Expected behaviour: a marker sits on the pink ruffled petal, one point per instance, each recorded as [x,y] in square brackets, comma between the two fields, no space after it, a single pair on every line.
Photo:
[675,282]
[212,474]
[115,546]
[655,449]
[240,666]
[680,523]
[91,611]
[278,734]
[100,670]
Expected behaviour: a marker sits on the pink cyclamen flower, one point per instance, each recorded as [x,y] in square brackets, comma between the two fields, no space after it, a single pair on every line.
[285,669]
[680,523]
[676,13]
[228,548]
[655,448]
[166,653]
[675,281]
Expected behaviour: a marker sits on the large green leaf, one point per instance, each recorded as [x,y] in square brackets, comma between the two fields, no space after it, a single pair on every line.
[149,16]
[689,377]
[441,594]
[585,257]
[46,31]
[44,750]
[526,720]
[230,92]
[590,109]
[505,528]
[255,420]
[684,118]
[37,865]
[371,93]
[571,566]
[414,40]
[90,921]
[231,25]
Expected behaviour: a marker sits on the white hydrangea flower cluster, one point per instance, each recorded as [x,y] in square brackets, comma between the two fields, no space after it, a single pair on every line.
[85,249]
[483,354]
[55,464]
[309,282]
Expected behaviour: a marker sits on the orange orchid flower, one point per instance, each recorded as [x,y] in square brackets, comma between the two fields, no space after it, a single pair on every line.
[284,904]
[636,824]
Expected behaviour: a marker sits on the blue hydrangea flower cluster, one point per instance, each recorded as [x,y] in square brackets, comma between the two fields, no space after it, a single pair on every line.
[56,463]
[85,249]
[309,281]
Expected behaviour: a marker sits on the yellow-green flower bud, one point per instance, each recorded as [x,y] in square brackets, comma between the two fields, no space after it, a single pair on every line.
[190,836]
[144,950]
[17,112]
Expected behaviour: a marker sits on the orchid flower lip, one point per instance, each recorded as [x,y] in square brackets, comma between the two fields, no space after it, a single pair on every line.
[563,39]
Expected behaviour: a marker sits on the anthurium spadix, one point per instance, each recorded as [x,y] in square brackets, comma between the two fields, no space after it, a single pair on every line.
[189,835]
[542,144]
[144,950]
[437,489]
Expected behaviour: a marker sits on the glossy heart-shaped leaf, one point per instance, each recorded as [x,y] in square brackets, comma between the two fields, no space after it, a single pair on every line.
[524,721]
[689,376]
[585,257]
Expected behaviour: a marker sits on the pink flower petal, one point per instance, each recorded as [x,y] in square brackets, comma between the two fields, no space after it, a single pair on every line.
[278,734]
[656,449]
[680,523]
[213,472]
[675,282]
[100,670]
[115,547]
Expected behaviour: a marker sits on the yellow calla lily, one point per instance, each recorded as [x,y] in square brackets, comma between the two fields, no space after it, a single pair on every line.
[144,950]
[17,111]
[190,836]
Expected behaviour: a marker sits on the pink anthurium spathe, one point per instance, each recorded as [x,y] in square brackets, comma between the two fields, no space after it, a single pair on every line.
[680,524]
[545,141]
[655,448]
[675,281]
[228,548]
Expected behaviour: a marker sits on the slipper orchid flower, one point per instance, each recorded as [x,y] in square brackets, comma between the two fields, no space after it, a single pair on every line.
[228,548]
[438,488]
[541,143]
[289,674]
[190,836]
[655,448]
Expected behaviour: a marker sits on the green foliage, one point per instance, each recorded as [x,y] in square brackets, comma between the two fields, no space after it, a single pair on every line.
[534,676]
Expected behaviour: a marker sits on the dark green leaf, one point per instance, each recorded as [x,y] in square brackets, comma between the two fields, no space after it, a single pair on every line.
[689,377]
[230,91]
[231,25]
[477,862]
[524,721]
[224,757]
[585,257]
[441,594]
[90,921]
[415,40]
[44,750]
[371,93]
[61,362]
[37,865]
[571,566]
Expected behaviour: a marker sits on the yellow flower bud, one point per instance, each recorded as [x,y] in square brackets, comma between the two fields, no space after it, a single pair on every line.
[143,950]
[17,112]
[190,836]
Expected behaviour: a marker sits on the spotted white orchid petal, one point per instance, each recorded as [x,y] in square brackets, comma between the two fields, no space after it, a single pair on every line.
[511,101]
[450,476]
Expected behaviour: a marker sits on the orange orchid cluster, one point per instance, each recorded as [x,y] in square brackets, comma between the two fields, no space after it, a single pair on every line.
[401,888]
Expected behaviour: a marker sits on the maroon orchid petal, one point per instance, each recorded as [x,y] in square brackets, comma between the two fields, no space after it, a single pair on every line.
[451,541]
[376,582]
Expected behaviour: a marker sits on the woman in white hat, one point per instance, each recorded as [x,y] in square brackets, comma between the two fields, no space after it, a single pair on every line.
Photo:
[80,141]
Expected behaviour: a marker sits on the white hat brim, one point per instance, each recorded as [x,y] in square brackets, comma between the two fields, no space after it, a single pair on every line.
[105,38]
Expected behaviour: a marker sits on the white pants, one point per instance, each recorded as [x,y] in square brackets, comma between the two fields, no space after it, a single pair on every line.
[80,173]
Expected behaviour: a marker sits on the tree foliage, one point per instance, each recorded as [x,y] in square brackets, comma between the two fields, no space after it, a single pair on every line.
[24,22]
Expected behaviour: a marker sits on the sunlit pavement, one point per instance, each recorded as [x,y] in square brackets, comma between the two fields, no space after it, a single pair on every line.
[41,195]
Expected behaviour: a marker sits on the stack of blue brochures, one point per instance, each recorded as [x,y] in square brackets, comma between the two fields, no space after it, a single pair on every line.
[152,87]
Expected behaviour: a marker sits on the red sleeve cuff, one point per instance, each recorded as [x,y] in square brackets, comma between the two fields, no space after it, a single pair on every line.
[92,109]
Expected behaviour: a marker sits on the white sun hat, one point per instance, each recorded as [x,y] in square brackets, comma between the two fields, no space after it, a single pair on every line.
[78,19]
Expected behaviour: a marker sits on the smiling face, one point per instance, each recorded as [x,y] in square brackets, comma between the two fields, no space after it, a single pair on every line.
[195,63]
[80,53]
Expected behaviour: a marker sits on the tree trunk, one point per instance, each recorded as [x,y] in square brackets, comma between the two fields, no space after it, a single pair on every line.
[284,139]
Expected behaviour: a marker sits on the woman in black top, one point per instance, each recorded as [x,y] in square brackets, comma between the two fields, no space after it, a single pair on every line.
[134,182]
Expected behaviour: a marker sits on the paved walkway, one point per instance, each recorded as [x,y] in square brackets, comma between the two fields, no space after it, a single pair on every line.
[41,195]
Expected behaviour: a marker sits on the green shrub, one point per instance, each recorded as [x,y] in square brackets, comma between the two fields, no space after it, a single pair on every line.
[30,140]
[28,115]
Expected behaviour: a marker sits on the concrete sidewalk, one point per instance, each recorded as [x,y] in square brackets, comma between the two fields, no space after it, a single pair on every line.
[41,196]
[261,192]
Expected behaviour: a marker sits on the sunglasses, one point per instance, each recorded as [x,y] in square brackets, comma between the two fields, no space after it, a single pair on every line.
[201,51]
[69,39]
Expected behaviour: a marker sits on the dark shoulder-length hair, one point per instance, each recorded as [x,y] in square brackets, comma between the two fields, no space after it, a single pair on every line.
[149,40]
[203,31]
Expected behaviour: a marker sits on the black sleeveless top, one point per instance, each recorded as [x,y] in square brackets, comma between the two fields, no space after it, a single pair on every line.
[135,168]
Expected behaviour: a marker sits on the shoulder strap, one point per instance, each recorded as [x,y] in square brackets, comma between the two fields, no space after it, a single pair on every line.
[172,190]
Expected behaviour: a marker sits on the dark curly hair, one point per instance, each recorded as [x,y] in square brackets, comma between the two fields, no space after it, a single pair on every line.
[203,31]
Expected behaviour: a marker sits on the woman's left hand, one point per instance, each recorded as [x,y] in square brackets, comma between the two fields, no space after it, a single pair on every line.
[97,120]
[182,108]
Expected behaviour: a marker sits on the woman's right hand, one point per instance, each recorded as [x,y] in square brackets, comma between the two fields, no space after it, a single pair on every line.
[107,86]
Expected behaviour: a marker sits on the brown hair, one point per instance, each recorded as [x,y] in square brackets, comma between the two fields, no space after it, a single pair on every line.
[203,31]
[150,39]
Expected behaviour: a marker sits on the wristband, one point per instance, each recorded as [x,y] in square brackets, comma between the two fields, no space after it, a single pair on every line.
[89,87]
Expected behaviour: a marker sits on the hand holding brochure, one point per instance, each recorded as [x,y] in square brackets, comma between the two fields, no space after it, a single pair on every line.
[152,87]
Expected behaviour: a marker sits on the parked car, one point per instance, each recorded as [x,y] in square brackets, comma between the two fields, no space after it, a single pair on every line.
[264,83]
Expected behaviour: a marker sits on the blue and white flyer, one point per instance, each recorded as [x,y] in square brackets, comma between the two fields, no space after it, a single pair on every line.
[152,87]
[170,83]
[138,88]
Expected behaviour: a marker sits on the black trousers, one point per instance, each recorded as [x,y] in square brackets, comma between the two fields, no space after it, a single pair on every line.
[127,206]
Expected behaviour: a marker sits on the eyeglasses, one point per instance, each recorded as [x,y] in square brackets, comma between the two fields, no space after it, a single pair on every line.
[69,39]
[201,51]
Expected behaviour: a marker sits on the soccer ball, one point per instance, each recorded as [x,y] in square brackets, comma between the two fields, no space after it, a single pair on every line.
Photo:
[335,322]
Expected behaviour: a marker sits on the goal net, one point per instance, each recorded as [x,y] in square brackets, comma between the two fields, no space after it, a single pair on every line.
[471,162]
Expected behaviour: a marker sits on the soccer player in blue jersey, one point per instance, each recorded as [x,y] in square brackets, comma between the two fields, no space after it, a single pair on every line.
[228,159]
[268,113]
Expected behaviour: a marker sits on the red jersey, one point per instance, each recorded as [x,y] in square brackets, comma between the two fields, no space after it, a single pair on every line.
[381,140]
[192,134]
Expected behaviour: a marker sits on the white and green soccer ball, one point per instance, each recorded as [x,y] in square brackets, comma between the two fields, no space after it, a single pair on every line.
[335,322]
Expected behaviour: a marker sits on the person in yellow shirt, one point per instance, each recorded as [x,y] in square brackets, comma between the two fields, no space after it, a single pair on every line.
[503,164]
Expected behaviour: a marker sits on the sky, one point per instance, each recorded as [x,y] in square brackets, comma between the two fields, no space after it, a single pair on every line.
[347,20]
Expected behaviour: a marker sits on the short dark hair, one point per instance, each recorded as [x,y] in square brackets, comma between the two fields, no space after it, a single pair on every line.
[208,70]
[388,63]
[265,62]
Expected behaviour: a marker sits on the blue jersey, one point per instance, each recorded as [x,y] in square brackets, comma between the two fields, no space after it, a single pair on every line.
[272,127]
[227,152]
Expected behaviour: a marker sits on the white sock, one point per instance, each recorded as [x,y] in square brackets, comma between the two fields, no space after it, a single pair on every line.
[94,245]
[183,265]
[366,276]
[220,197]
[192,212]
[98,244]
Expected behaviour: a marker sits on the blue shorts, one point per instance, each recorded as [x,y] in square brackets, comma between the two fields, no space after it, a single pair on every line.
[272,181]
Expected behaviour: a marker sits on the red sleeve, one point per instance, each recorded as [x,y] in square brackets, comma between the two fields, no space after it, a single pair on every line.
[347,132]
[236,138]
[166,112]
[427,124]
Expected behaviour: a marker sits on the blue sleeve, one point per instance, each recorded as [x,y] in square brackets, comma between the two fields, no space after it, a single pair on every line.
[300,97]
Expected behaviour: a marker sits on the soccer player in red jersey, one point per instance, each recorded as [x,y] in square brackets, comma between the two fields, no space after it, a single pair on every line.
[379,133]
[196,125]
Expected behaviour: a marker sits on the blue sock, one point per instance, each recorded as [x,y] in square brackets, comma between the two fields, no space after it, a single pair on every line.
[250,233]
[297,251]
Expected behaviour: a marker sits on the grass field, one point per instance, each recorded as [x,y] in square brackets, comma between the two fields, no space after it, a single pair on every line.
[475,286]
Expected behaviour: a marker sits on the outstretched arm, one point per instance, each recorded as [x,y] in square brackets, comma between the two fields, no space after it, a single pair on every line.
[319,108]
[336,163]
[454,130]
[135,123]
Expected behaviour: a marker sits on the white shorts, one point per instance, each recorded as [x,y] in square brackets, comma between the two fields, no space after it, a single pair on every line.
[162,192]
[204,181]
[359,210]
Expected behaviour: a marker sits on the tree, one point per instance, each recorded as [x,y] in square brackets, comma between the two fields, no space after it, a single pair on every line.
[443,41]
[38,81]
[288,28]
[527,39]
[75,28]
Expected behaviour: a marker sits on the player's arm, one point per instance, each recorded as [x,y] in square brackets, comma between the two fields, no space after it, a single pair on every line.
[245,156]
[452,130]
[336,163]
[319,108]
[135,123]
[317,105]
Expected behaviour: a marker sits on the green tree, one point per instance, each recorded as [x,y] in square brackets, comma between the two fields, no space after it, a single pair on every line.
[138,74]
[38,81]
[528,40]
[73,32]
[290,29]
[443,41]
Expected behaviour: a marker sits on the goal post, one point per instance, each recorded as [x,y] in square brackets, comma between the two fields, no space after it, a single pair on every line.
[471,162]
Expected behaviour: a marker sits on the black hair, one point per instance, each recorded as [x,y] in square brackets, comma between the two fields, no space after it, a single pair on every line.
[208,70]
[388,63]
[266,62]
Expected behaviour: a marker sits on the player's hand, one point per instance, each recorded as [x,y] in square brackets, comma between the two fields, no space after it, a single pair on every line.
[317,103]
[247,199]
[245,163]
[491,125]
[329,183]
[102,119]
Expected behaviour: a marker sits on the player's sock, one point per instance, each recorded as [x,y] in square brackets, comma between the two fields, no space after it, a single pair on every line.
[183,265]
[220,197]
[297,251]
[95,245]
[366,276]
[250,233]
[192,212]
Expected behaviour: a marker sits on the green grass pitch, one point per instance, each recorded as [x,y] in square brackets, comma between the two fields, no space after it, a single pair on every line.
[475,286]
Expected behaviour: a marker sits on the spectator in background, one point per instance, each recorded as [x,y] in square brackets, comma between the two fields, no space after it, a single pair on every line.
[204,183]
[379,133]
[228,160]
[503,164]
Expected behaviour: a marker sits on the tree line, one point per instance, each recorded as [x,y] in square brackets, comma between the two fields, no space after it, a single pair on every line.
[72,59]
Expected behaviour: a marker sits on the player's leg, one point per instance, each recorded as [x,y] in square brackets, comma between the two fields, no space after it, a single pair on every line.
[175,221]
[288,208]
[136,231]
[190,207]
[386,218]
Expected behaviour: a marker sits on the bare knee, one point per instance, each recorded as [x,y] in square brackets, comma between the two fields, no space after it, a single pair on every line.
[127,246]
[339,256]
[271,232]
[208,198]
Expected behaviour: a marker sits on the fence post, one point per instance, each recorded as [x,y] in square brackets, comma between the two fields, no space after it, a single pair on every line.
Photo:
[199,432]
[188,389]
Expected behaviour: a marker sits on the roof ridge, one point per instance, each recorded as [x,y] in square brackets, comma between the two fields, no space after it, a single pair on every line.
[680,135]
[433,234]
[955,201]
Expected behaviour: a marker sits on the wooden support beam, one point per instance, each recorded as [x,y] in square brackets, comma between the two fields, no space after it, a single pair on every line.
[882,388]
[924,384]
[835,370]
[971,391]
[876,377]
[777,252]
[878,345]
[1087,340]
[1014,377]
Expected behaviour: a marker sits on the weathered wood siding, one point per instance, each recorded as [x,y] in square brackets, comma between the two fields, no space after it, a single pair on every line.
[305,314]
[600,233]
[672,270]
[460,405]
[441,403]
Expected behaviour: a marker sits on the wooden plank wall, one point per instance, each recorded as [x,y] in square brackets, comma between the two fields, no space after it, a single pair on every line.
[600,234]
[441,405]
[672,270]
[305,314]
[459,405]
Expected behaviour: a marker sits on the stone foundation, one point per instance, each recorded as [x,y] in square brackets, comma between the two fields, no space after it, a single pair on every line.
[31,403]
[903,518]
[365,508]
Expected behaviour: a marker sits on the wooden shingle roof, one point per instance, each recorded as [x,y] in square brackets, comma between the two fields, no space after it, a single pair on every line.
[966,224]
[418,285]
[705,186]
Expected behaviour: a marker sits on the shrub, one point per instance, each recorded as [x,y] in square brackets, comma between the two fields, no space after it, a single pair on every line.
■ ■ ■
_EXERCISE DESCRIPTION_: The lines to reproduce run from the line containing "Expected behaviour: a marker sits on the wooden plank" to the end of the listing; write them out exactly and add nothing.

_REPLY_:
Expected behaviour: a marker sits on the wooden plank wall, one point per instance, each recorded as [x,y] in square brackets, comma between the two fields, no space after it, a single pair on every line.
[600,234]
[441,405]
[672,270]
[305,314]
[459,405]
Expected behaviour: a marker sits on the stone foundation, one point per instance, each recorded as [x,y] in square brackets, comma between the two fields, no space after it, a single pair on every line.
[31,403]
[903,518]
[365,508]
Expected behaviour: a marker sits on the wooden shingle roof, one point per instance, each recorded as [x,y] in square brackets, comma between the two fields, no space after it, a single pair on every line.
[966,224]
[418,285]
[705,186]
Expected behaviour: a marker sits on the shrub, one point per instance, each recorded as [x,y] in square brackets, comma between the two fields, no space after it, a single pair on every line.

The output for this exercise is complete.